◆ **Supplied passage**:
Day 1206: The Good People

Cover for The Good PeopleBest of Five!
Hannah Kent seems to be fascinated with historical true crime cases. Her Burial Rites was about a woman found guilty of murder in Iceland. The Good People is about the inhabitants of a poor, superstitious valley in Ireland in 1825.

Nóra Leahy has had a year of misfortune. Not long ago, her son-in-law arrived to tell her and her husband, Martin, that their only daughter had died. He brought with him their grandson, Micheál, to care for.

Unfortunately, Micheál at four is not the bright, babbling toddler he was the only other time they saw him. He does not seem to be able to use his limbs and does not talk. Instead, he screams all the time to be fed.

Martin cares for Micheál and gives him affection, but Nóra hides him away from the neighbors. Then Martin dies, falling down suddenly at a crossroads.

◆ **Collected data**:
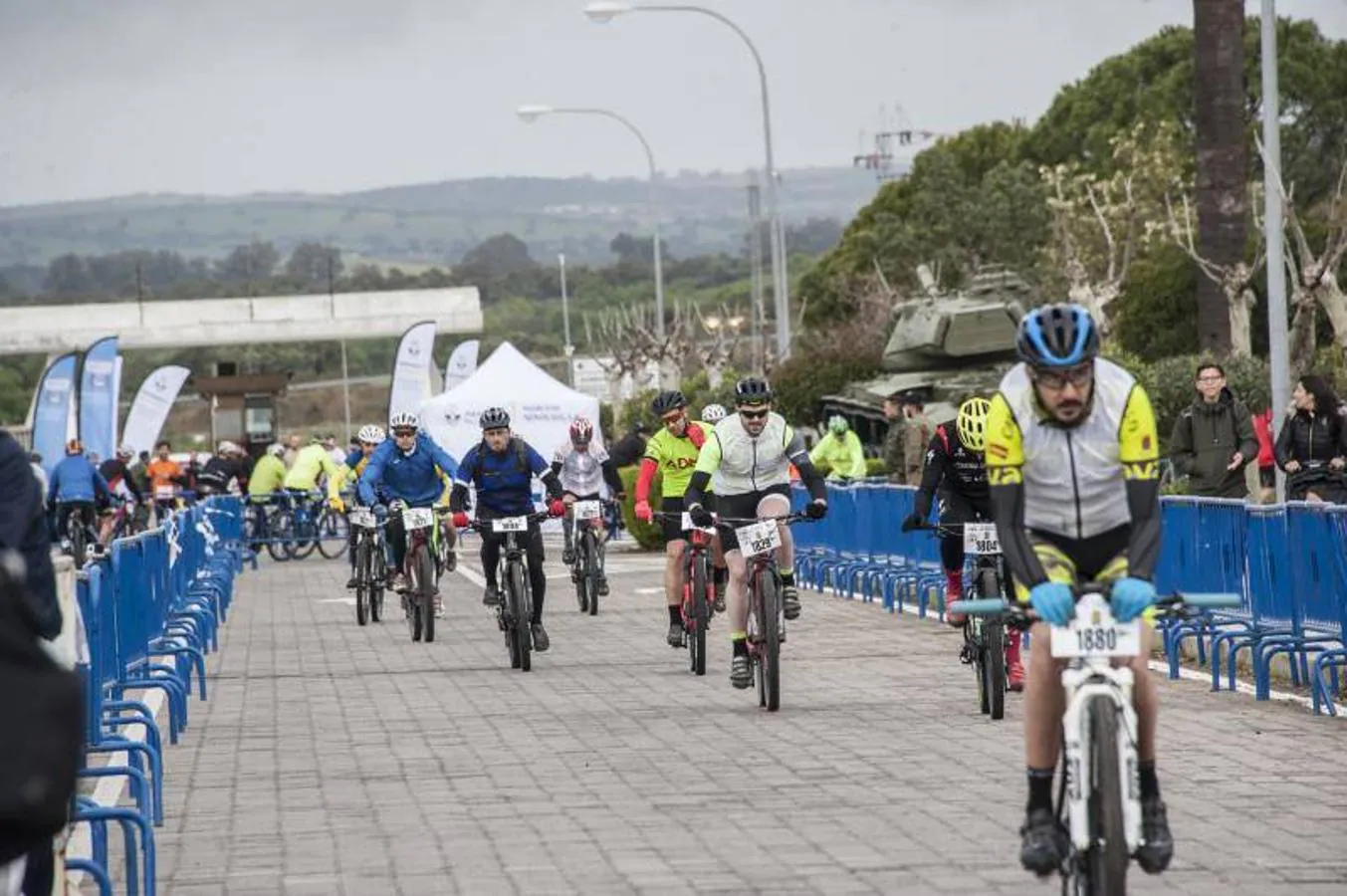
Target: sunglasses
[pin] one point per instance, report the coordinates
(1057, 380)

◆ **Problems to solve**:
- A) Say whether each statement agrees with the book review of The Good People. Answer yes or no, and quote the words from the review that decide it. (i) The story takes place in Ireland in 1825. (ii) Micheál is Nóra's son. (iii) Martin keeps Micheál hidden from the neighbors.
- B) Pick up the book review of The Good People where it stops and carry it on.

◆ **Responses in order**:
- A)
(i) Yes: "a poor, superstitious valley in Ireland in 1825"
(ii) No: "He brought with him their grandson, Micheál"
(iii) No: "but Nóra hides him away from the neighbors"

- B)
The manner of Martin’s death provokes comment but so does the hidden child.

Even after Nóra brings home a hired girl to help with the work of caring for the child, Micheál seems an unbearable burden. Nóra begins to believe that her grandson was “swept away” by the fairies, the Good People, and that she has a fairy child in his place. She consults Nance Roche, an old wise woman who treats the villagers’ ailments.

Nance herself has enemies in the valley. In particular is Kate Lynch, because Nance refuses to help her with a piseóg, or curse, against Kate’s husband, who beats her. Although Nance refuses to deal in curses, Kate leads others to talk of strange dealings when things begin to go wrong for the valley. Also, the new priest, Father Healy, has begun speaking against Nance at mass.

All of this builds a feeling of dread. Kent has beautifully evoked the way that superstition plays a part in the people’s everyday lives. We know something bad will happen; we’re just not sure what.

Although I would have read The Good People anyway, it is a novel for my Walter Scott Prize project. I found it mesmerizing.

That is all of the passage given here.